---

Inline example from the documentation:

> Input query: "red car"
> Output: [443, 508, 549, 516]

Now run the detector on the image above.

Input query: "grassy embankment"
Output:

* WHAT YOU ARE ASKED TO DO *
Recast the data above as a Markdown table with two columns, Row and Line. Number the rows consecutively and omit blank lines.

* REPLY *
| Row | Line |
|---|---|
| 1 | --- |
| 2 | Inline example from the documentation: |
| 3 | > Input query: "red car" |
| 4 | > Output: [443, 508, 549, 516] |
| 5 | Now run the detector on the image above. |
| 6 | Input query: "grassy embankment" |
| 7 | Output: |